| Written problem 1 |
In the birdwatching trip report, list every duck species named on the Meare Heath Pool.
| Written problem 2 |
Carry the birdwatching trip report forward from its final sentence.

:: Passage shown ::

Trip Report 24-26 January 2020

Friday 24th January

We met assembled in front of Walls Farm at 2.00pm just as two splendid ravens were cronking away to each other in a tall tree in the adjacent field – lovely big black birds, with a menacing blunt chisel for a bill, thick throat and neck, and a most distinctive fanned tail. Ravens have always been omens for one thing or other – we took them to be a good omen for our birdwatching weekend.

Our first stop was on Tealham Moor to scan over the flooded fields, where we saw two distant great white egrets and a couple of little egrets. A lone buzzard sat on a pole, fluffed-up. Also in the fields were a collection of fieldfares and crows, with several meadow pipits and goldfinches flitting overhead.

A lone male stonechat and a single cock pheasant were the only other birds of note on the slightly drier Tadham Moor as we headed over to the car park at RSPB Ham Wall on the Avalon Marshes.

The car park was busy, but nothing like the previous weekend, when sunny and frosty conditions brought the crowds out in force, to the point where the large carpark was full to overflowing. Cars had spilt out and were abandoned for half a mile on either side of the reserve entrance, causing a complete log-jam, which took the best part of an hour to clear after the starling murmurations were over.

There was no sign of the carpark firecrest that had been reported, however, we did get a smart little goldcrest and two pairs of bullfinches as we headed over the road and through the trees into Natural England’s reserve at Shapwick Heath.

On the first pond, the Meare Heath Pool, there was a good covering of waterfowl; mostly ducks – shoveler, gadwall, tufted duck, and teal, with a couple of pairs of wigeon. There were plenty of coots, and along the fringes were some moorhens. Occasionally we heard the squealing call of a water rail, but we did not see one. Amongst the reeds at the edge of the pond Graeme got somewhat excited as two long-tailed silhouetted birds were seen, however, rather than being bearded tits, as Graeme hoped, they somehow morphed into long-tailed tits. That was disappointing, but we soon cheered up with the first sighting of both a male and female marsh harrier cruising across the reedbeds.

:::
:: Given data ::

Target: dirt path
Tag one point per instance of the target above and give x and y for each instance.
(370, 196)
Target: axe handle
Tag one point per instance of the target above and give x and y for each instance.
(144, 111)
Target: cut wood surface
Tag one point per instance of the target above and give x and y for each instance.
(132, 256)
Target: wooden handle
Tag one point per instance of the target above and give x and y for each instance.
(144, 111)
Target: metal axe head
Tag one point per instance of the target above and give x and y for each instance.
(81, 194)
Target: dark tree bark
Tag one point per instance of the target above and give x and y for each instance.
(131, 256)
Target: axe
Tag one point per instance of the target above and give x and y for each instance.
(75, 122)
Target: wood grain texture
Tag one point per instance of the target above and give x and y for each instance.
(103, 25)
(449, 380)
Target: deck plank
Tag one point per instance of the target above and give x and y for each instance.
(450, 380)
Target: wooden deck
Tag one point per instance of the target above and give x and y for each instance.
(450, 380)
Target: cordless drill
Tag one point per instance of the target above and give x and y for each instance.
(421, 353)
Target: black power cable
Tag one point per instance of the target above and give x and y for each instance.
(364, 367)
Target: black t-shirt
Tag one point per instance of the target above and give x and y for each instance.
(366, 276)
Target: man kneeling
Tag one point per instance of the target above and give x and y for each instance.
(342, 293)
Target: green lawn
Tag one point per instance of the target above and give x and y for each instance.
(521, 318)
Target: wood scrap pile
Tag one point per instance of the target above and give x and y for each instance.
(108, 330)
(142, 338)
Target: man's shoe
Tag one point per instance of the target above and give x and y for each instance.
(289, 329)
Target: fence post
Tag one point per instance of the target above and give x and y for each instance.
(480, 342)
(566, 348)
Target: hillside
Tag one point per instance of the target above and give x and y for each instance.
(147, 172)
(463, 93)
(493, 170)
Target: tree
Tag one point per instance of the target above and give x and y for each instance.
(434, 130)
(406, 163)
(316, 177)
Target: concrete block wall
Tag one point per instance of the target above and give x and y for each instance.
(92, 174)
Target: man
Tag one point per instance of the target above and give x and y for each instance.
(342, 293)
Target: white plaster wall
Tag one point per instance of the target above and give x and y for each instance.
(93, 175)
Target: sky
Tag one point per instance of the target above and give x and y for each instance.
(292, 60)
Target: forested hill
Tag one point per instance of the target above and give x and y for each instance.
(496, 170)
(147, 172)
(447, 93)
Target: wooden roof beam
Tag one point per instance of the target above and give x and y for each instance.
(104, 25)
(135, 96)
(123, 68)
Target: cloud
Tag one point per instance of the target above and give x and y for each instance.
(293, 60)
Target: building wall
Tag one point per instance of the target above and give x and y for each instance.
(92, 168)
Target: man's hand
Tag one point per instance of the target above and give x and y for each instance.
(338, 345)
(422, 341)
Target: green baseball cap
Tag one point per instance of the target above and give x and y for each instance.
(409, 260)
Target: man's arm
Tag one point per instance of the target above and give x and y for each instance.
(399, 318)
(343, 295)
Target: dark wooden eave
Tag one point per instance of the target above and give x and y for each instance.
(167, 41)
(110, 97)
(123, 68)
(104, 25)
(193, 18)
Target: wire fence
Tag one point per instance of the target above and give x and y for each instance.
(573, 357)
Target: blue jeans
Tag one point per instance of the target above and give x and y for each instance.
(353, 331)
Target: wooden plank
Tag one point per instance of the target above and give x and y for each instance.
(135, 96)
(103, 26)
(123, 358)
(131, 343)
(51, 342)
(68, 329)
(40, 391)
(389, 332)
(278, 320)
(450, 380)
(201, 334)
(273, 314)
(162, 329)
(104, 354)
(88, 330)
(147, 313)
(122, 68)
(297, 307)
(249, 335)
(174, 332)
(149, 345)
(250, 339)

:::

| Task response 1 |
Shoveler, gadwall, tufted duck, teal, wigeon

| Task response 2 |
We popped into the raised hide which overlooks Noah’s Lake to see it covered in waterfowl, which was going to be a trend over the next couple of days. In addition to good numbers of the ducks we had already seen, there were some great crested grebes, grey herons, more egrets and, once you got your eye in, we spotted over 100 pintail ducks which were delightful – the males, with their chocolate heads and white and grey flanks leading to that splendid long pin tail.


Pintail

Pintail

The task at hand beckoned, and we had to get into position further along the track where we hoped the starlings would come in and do their light fandango.

There was a wait for about 20 minutes with not much happening, not much, if you discount the regular fly-past by a male marsh harrier and a stonking spot by Paul of a perched female marsh harrier who sat still and looked beautiful as, as only a female marsh harrier can do, while we waited for the first starlings to appear.

Until it happens, it hasn’t happened… and one day it won’t happen. The empty skies got Graeme fidgeting and checking his watch. “They’ll be here any minute,” he said trying to sound convincing…

Another 10 minutes passed, with just an opportunist sparrowhawk and the drumming from a great spotted woodpecker. Then at 4.10 pm the first birds were seen in long ribbons coming in along a distant skyline. Expectation grew amongst the crowd, as the birds got closer, and Graeme could relax.

More and more birds past over, in ever-increasing numbers.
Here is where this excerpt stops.